Reproduce the data below verbatim, line for line, omitting the pictures.

Data rows:

··········

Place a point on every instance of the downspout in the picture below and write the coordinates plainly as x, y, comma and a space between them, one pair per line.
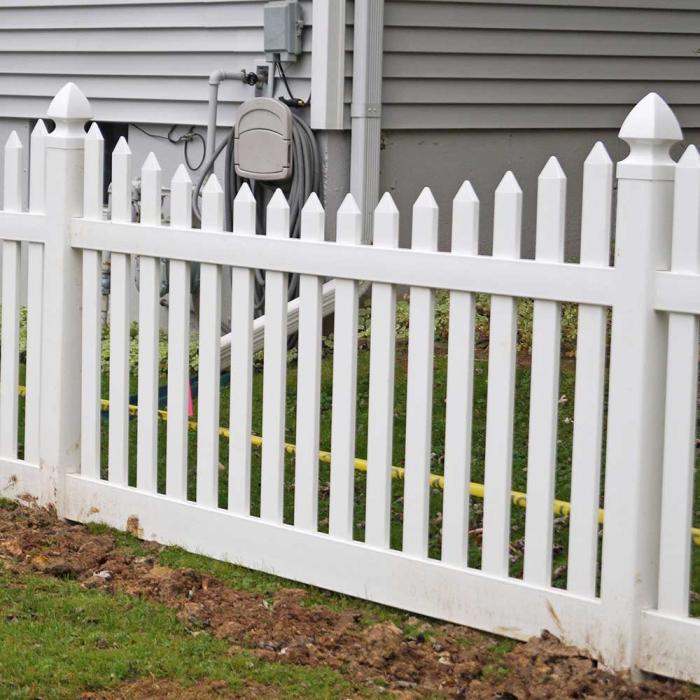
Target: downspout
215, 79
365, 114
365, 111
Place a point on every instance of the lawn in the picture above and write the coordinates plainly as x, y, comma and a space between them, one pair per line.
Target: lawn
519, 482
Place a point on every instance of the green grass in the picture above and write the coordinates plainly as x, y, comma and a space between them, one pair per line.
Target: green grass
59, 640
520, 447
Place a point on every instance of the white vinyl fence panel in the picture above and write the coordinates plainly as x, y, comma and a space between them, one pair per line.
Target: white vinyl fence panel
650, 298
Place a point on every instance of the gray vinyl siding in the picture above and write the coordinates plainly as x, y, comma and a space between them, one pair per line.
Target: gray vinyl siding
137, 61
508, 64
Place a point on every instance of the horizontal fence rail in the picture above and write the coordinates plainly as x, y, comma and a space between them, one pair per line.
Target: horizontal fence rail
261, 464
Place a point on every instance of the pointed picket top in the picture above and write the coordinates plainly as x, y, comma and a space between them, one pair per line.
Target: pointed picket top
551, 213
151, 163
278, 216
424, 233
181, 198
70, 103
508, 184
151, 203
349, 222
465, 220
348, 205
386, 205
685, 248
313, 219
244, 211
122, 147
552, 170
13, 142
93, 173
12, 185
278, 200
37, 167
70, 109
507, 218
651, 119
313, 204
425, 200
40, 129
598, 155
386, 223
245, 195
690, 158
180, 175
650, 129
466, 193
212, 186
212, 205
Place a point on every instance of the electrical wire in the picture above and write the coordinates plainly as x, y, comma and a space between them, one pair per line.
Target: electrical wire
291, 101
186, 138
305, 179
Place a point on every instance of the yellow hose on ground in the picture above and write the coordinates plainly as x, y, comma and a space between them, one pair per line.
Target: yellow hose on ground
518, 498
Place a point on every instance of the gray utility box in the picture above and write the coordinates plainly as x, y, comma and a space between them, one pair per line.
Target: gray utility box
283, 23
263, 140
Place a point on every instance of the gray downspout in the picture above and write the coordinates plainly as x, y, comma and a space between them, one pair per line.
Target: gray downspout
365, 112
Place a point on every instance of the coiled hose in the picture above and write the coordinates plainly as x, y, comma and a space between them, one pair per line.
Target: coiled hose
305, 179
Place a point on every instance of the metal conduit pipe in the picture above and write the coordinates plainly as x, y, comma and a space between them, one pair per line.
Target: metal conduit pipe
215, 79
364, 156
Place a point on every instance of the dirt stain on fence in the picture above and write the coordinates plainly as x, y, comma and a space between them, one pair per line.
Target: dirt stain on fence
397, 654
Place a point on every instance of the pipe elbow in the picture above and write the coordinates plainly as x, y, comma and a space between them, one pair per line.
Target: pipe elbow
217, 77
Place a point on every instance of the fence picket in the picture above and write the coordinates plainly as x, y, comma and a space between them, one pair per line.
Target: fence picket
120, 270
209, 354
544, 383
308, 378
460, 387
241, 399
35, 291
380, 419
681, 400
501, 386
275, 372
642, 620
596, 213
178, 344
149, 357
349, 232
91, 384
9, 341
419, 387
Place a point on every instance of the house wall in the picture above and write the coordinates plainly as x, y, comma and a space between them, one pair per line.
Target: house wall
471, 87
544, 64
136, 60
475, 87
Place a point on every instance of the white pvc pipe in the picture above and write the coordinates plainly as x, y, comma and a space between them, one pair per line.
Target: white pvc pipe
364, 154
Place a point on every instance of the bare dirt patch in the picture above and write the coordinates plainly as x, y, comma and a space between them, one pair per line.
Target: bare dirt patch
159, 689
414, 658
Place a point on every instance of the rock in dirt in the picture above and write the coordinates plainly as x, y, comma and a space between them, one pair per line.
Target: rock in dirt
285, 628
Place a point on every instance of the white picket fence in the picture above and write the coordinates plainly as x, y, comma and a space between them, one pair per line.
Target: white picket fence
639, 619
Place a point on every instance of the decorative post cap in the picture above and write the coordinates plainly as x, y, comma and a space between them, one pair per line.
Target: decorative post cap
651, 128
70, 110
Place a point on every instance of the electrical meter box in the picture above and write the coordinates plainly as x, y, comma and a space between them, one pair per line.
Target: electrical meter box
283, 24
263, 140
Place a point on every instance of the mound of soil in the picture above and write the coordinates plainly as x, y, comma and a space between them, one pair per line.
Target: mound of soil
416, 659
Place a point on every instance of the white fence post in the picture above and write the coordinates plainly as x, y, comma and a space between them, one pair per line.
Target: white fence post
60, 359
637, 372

··········

Full response:
Place a point on every instance of the downspout in the picture below and write the coordinates plainly as x, y, comma and a space between them, one pair per line.
Target: downspout
215, 79
365, 114
365, 111
Place a point on every instance of the lawn in the picture above and write the coordinates plainly as x, y, comma and a space between them, one pair per line.
Target: lawn
519, 482
Place a point on every instance of the green grass in the picture above and write the coordinates plainly as x, y, comma and a space between them, one pair per line.
Target: green grass
59, 640
520, 447
Place a point on every instance of the white vinyl fence panel in the picture above and write the coordinates plainly as x, y, comma and a space between them, one pair per line.
Target: white vinyl fence panel
650, 298
Place a point on every instance of the gray vinyl siding in the picture above and write the coordinates plainly as x, y, comma and a space between them, one pair per line.
Target: gray vinyl siding
137, 61
508, 64
Place a point on every instance of the horizontal fence rail in the picture above and write the coordinates plainly as x, y, comma and a space between them, one pair per line.
Target: horizontal fence rail
261, 464
Place a point on every instance of the pointed picket top in the picture above and write the coordinates plainly as x, y, comma and a space between them, one pair per line.
Target: pointed picket top
551, 213
151, 163
278, 216
424, 233
181, 198
70, 103
508, 184
151, 203
349, 222
465, 220
348, 205
386, 205
685, 248
313, 219
244, 211
122, 147
552, 170
13, 142
93, 173
12, 185
278, 200
37, 167
70, 109
507, 218
651, 119
313, 204
425, 200
40, 129
598, 155
386, 223
245, 195
690, 158
180, 175
650, 129
466, 193
212, 186
212, 205
Place a point on every instance of the electrical wire in the picture above and write the coordinates plainly as x, y, comma and a space between them, one pair per line.
Target: electrical wire
291, 101
186, 138
305, 179
Place a point on every instance of the yellow hose on ground in the picture above and write the coordinates plainly as x, y, comma and a space between them, one pair per line.
Target: yellow hose on ground
518, 498
Place a point on every instance of the gray utility box in the picture above and write the coordinates plainly as x, y, comma and a space between them, one pair per line.
Target: gray utility box
283, 23
263, 140
Place a point on every instance of the gray downspout in the picture above and write the coordinates plainly as x, y, comma and a space between them, one pair per line.
Target: gray downspout
365, 112
Place a point on every instance of the coiled hose in the picture above and write the coordinates plainly as x, y, comma and a space between them, one pair per line.
Target: coiled hose
305, 179
Place a point on every instance of the metal conduit pipe in the picture above and write the coordinates plainly as x, y, comma and a space between them, one pair per line.
Target: metal conduit pipe
215, 79
364, 156
Place a point on every instance of the dirt stain on fence in the picture above and write the coordinates plainly as x, y, comma and a space between them, one pair per line.
Target: dirt stain on fence
397, 654
Place a point on every instance of the pipe elbow in the picture above and write the coordinates plainly as x, y, comma and a space between them, one pair per line.
Target: pipe elbow
217, 77
Place a point on every instance of the fence picket in the picture above and write the coordinates plainly as x, y, comma and a space between them, one pair per line.
Target: fence picket
120, 270
209, 354
544, 383
308, 378
460, 387
241, 399
35, 291
380, 419
681, 400
501, 386
275, 372
642, 620
596, 213
178, 344
149, 357
349, 232
91, 384
9, 341
419, 387
Place a point on every instance of the house wall in the picture above and write the coordinates plainly as x, y, comma and a space between them, one pair per line.
Target: house wall
471, 87
544, 64
136, 60
475, 87
Place a point on every instance of the white pvc pipe in the picture above and write the coordinates plainly as x, y, comma and a space between them, one pair per line.
Target: white pvc pipe
364, 154
Place a point on every instance of the bare dirt patch in the picture above and write the coordinates plainly as x, y, comma and a space between them, one pair per line.
Target: bare dirt patch
159, 689
414, 658
Place a point on every instance of the rock in dirt in the picture above and write the coordinates plainly as x, y, comma and a space between them, one pair per line.
Target: rock in dirt
285, 628
Place a point on every instance of the white picket fence in the picture above and write the coordinates plainly as x, y, comma and a space between them, one pair per line.
Target: white picket fence
639, 619
Place a point on every instance of the decorative post cap in the picture above and write the coordinates plainly as x, y, comma and a space between them, one pair per line.
Target: decorative post cap
651, 128
70, 110
Place a point on every instance of the electrical meter box in the picture above and write the coordinates plainly as x, y, comma and a space between them, one pair per line.
Target: electrical meter box
283, 24
263, 140
Place a point on every instance of the mound of soil in the picture above and write the coordinates plainly as x, y, comma and a space between them, one pair per line.
Target: mound of soil
416, 659
Place a point on every instance of the white fence post in the picture above and write the coordinates plainly as x, y, comma and a space between them, one pair per line.
Target: white fence post
60, 359
637, 372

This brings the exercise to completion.